--- Reading text ---
Smoking behaviour was assessed by “How many/ how often do you smoke cigarettes?” (none” to “more than 2 packs/day). Patients answering other than “none” were asked to provide the smoking duration (in years). Daily smokers were considered positive for smoking addiction.

Gambling addiction was assessed by the 2-item Lie/Bet questionnaire, registering the urge to lie about gambling behaviour and the drive to spend increased sums of money for gambling (21).

Problematic alcohol consumption was assessed with the 10-item Alcohol Use Disorders Identification Test (AUDIT), covering quantity, drinking behaviour, side effects, and alcohol-related problems (22). Scores range from 0 to 40, classifying behaviour as hazardous (8–12 points for women, 8–14 for men) and dependent (>13 points for women, > 15 points for men). Positive addiction was registered from a cut-off score of 8 points.

Drug consumption was registered with the 11-item Drug Use Disorders Identification Test (DUDIT), with a total score between 0 and 44 points and a cut-off score of 25 points indicating addiction (23). The scoring tool enables differentiation among non-consumers, individuals with problematic drug consumption, and drug dependence. The cut-off scores for addiction in the logistical regression were 6 for men and 2 for women (drug-related problems).

--- Activities ---
1. List every named questionnaire in the text on addiction assessment, with the number of items given for each.
2. Answer these questions from the text on addiction assessment.
(a) Which smokers were considered positive for smoking addiction?
(b) What two things does the Lie/Bet questionnaire register?
(c) What is the range of possible AUDIT scores?
3. In the text on addiction assessment, rewrite the paragraph beginning "Problematic alcohol consumption was assessed" as a short list that keeps its main facts.

(Collected data)

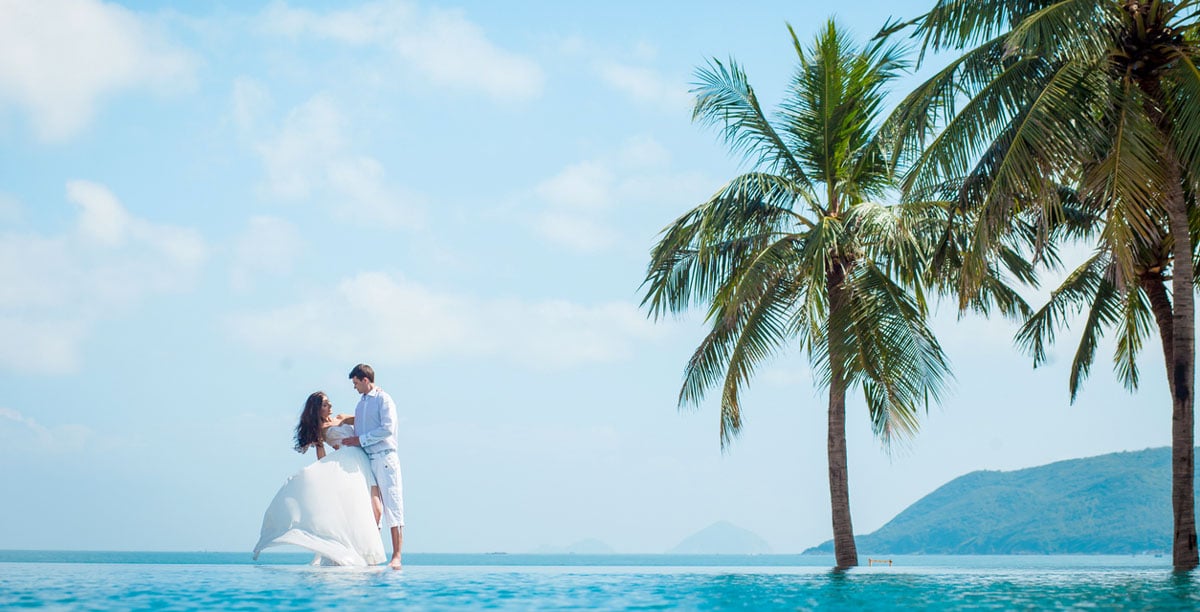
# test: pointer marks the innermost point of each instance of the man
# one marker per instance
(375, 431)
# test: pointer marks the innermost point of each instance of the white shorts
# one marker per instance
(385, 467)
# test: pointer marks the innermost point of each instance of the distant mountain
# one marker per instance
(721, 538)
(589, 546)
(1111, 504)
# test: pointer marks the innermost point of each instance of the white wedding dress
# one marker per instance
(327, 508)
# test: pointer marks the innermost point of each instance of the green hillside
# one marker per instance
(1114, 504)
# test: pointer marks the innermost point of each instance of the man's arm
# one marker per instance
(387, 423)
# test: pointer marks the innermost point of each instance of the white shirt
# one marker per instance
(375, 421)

==

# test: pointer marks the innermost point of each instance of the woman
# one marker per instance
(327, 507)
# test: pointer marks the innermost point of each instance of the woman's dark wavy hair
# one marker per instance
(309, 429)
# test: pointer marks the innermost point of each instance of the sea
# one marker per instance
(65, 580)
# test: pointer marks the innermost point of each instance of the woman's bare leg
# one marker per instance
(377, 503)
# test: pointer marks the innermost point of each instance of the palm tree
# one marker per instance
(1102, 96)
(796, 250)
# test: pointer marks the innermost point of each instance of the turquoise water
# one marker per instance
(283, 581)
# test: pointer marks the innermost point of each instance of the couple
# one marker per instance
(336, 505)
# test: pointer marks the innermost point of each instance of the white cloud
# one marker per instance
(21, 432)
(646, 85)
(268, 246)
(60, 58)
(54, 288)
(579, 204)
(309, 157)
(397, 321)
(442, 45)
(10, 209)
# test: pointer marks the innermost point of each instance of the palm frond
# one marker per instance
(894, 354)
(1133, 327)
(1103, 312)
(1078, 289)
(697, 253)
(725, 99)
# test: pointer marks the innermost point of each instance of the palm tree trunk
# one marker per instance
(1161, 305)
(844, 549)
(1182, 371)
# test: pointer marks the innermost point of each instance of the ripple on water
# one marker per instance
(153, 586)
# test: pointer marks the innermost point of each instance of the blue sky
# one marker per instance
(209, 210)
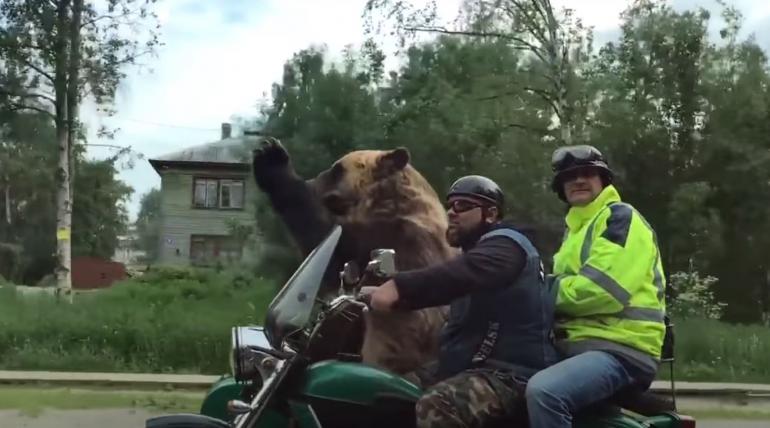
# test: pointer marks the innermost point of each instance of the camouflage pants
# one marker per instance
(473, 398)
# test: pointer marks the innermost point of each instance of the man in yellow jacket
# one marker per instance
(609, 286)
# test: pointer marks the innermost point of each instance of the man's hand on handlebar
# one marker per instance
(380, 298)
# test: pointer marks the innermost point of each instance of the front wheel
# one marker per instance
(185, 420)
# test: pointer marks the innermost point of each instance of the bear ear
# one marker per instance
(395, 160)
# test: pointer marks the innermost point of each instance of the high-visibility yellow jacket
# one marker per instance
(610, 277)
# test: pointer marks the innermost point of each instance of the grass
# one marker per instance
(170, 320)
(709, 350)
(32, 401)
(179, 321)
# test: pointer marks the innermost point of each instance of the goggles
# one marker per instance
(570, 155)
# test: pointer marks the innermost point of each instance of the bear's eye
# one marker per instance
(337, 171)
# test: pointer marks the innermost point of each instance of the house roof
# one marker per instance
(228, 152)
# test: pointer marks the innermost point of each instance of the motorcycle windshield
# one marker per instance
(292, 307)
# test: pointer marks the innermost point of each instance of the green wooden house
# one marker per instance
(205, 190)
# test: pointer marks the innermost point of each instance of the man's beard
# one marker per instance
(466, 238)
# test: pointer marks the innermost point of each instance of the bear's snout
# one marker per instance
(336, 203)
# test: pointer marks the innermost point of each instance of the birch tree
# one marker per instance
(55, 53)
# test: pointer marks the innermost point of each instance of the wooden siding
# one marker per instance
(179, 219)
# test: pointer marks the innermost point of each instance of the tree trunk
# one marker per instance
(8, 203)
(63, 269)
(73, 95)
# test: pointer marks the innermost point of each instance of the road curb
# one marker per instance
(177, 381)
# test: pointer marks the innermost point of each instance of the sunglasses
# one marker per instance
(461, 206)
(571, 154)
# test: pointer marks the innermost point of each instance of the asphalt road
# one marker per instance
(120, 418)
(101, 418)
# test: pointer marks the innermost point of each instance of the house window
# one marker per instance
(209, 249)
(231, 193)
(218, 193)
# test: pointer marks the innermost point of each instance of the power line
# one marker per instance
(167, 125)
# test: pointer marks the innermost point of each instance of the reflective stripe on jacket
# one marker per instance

...

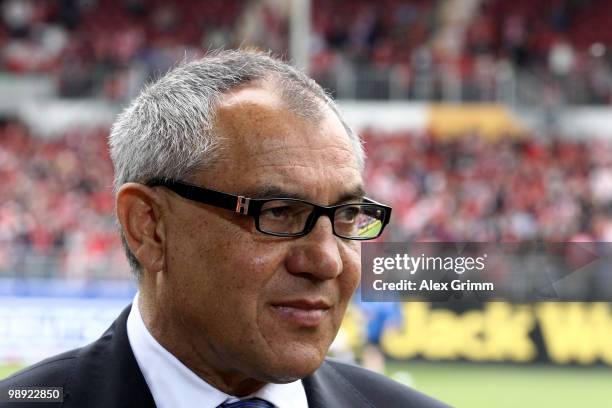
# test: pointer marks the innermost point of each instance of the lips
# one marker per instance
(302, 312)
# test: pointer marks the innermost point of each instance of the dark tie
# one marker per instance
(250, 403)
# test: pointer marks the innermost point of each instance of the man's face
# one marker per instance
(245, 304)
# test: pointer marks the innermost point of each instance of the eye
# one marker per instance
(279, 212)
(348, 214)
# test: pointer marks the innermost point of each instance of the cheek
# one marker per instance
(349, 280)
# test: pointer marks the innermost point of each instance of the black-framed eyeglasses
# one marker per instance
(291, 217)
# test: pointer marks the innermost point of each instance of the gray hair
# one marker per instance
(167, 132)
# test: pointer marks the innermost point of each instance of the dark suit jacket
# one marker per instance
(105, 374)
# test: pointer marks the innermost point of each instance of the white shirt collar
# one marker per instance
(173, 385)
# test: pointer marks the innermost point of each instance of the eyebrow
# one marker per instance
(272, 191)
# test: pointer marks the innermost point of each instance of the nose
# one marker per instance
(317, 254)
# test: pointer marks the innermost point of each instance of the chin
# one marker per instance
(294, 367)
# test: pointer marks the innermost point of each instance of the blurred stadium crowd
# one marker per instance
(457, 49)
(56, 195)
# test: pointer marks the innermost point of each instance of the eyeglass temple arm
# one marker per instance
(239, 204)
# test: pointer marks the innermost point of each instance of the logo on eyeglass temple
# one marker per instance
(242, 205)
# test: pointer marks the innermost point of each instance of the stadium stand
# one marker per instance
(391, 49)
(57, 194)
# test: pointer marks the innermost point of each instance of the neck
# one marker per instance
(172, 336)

--- Per-task outputs ---
1.
- Lie/Bet questionnaire: 2 items
- Alcohol Use Disorders Identification Test (AUDIT): 10 items
- Drug Use Disorders Identification Test (DUDIT): 11 items

2.
(a) Daily smokers.
(b) The urge to lie about gambling behavior and the drive to spend increased sums of money for gambling.
(c) From 0 to 40.

3.
- Instrument: the 10-item Alcohol Use Disorders Identification Test (AUDIT).
- Coverage: quantity, drinking behavior, side effects, and alcohol-related problems.
- Score range: 0 to 40.
- Hazardous: 8–12 points for women, 8–14 for men.
- Dependent: over 13 points for women, over 15 for men.
- Positive addiction: cut-off score of 8 points.